**PROBLEM TO WORK ON**
Verbatim copy without images: repeat the records in full.

Photo-based referring expression data:
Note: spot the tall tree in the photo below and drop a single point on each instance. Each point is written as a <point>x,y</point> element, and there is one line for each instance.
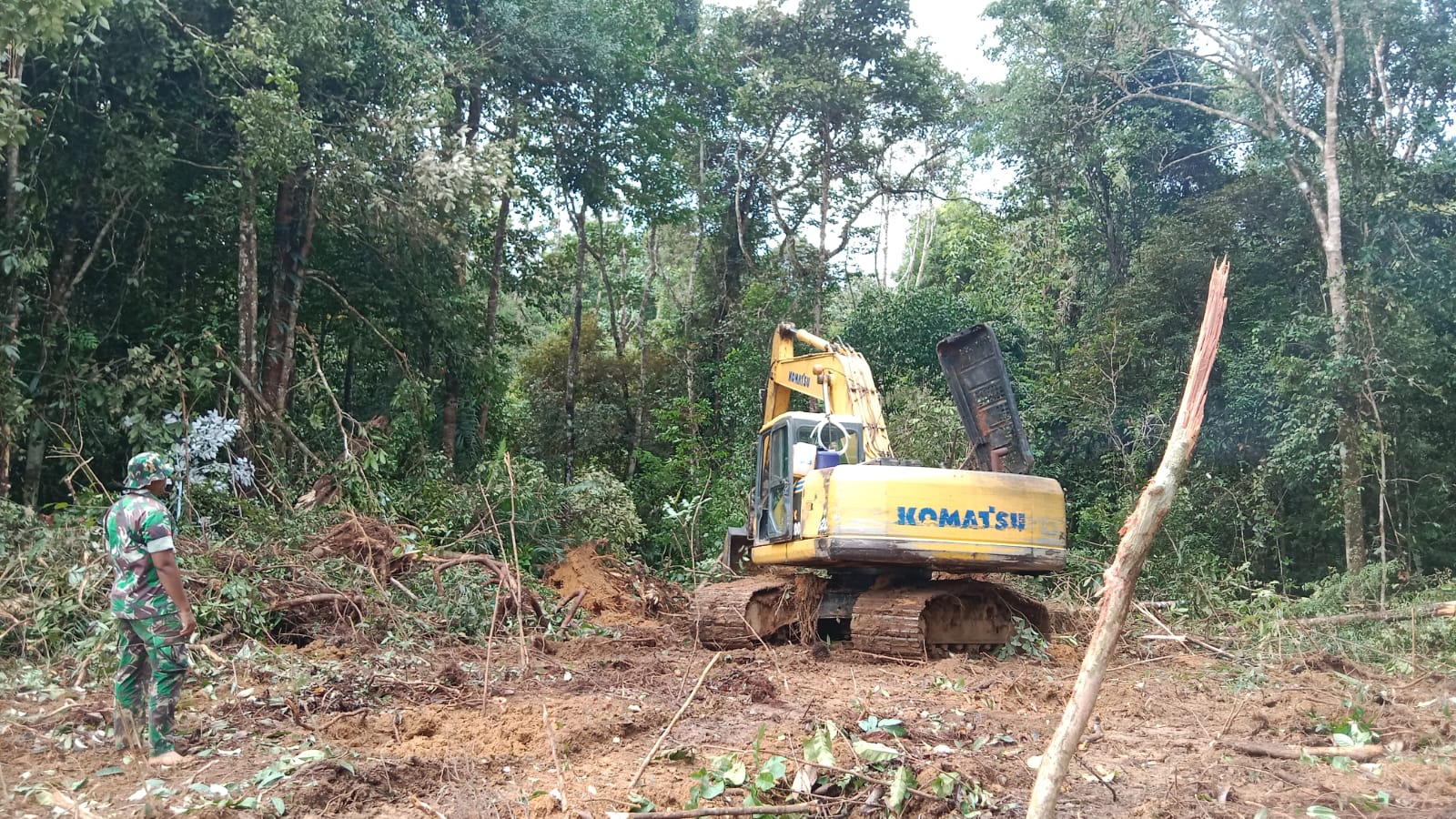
<point>1298,75</point>
<point>841,111</point>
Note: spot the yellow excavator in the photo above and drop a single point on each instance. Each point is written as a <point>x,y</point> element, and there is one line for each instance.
<point>848,542</point>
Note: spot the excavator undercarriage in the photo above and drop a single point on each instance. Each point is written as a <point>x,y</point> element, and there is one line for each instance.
<point>899,615</point>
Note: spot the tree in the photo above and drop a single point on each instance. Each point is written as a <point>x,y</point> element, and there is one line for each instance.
<point>837,113</point>
<point>1283,72</point>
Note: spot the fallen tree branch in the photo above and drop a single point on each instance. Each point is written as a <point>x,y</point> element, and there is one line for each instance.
<point>1179,639</point>
<point>337,717</point>
<point>509,581</point>
<point>322,598</point>
<point>1427,611</point>
<point>673,722</point>
<point>1358,753</point>
<point>737,811</point>
<point>1120,579</point>
<point>269,411</point>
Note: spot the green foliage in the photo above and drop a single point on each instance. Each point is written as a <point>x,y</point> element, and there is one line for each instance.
<point>1026,642</point>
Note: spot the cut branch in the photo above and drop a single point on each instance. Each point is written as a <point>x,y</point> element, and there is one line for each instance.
<point>1358,753</point>
<point>1120,579</point>
<point>737,811</point>
<point>1427,611</point>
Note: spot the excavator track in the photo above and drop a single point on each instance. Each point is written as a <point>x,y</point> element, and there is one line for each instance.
<point>740,614</point>
<point>941,618</point>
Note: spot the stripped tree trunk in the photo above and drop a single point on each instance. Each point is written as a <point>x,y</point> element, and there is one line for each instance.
<point>11,312</point>
<point>1120,579</point>
<point>574,350</point>
<point>248,296</point>
<point>641,401</point>
<point>293,235</point>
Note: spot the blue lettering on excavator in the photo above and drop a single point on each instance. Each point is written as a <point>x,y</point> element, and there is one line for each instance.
<point>968,519</point>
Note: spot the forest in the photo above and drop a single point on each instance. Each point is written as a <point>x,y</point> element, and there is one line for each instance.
<point>433,264</point>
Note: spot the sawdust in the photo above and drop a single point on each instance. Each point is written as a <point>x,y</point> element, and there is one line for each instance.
<point>615,592</point>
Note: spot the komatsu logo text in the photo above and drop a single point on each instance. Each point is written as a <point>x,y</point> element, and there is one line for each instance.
<point>989,518</point>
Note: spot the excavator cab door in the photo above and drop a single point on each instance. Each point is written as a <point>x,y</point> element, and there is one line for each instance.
<point>976,372</point>
<point>774,497</point>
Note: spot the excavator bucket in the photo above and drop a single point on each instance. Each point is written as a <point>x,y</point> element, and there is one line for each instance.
<point>977,376</point>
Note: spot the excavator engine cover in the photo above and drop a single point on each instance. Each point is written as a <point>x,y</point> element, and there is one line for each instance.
<point>977,376</point>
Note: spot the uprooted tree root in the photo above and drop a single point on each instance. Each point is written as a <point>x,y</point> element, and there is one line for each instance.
<point>368,541</point>
<point>608,584</point>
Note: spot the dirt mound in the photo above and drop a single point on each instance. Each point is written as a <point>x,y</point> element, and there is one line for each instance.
<point>612,589</point>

**TASK OUTPUT**
Note: spot the tall tree in the photo below and drop a single point on each instance. Each point is written as a <point>x,y</point> element, and there is one line for each instance.
<point>1298,75</point>
<point>841,111</point>
Note: spot the yellow excavator in the photo above and drop a single point on each instance. Each point is written as a <point>x,y</point> element, and there is one line for each instance.
<point>848,542</point>
Note: spot the excavator undercarriage in the photo above and drop a single point on each instance. Each point is written as a <point>x,y</point> element, and there is one line for each instance.
<point>899,615</point>
Note: spot the tree in the photo above and drop a single point on each instance. Each point is written as a <point>x,y</point> element, and there is one line for each instance.
<point>837,113</point>
<point>1283,72</point>
Note: spot the fallen tree branch in the photo above and drop a single point on each instance. Each point is written as a <point>x,y</point> element, and there is one line for each instance.
<point>1179,639</point>
<point>337,717</point>
<point>509,581</point>
<point>322,598</point>
<point>1427,611</point>
<point>673,722</point>
<point>1358,753</point>
<point>737,811</point>
<point>1120,579</point>
<point>269,411</point>
Note: spot the green foliage in the photo above and drop a single point on each instance. Each point is written as a <point>x,y</point> element, and there is one line for each instance.
<point>1026,642</point>
Note: spot the cut branch in the photo above and drop a single point on each instance. Each point is written as a <point>x,y</point> element, and there is one line for each instance.
<point>1358,753</point>
<point>1120,579</point>
<point>737,811</point>
<point>1427,611</point>
Note: spot the excavator track in the photo above and drop a single point on each instance. Each point is written as a <point>x,y</point> element, and there is one line for each instance.
<point>740,614</point>
<point>941,618</point>
Note: spot the stripped tree trunk in the photo above and drop a single point on each instance. Each point is written as a <point>x,y</point> element, and there is one line for each instance.
<point>11,312</point>
<point>1120,579</point>
<point>574,350</point>
<point>248,296</point>
<point>641,401</point>
<point>293,235</point>
Note: spot the blue lettering on excavator in the photo above and drop a single point on each instance. Each point is written as a <point>x,y</point> element, and there is one line for each instance.
<point>968,519</point>
Note: spot the forest in the photo above and drop a single point on each instance. Each point is written as a <point>x,y</point> element, and there is one line for each instance.
<point>433,264</point>
Note: spot the sawdust in the photo above and drop a single point on each instance. Each point is written as a <point>x,y</point> element, and there is one line for each instance.
<point>615,592</point>
Note: spot the komatsu logo text in the photo above and drop a single point on each instance. Each point is written as a <point>x,y</point> element, and there is one line for each instance.
<point>989,518</point>
Note: spot the excavator cab door in the photo above and drop a single point on each instance. Each point is written as a <point>x,y</point> element, and there is one line for each instance.
<point>976,372</point>
<point>774,497</point>
Note: spot the excavator bucket in the photo above and drop a single point on each instance. Each point is written as a <point>x,y</point> element, and there is one line for each instance.
<point>977,376</point>
Note: spot the excavator engine cover in the photo above and drop a single point on each instance. Each point is written as a <point>x,y</point> element, and there is one line for each instance.
<point>977,376</point>
Note: spot the uprooted tree root in the photo above and drop a single point on each instance. Each point is written as a <point>x,y</point> element, and there is one line for each instance.
<point>368,541</point>
<point>608,584</point>
Note: spot the dirt mound in the photo above and drop a single point on each instance. Each point is written as a <point>x,y</point> element, and there is one line for each instance.
<point>612,589</point>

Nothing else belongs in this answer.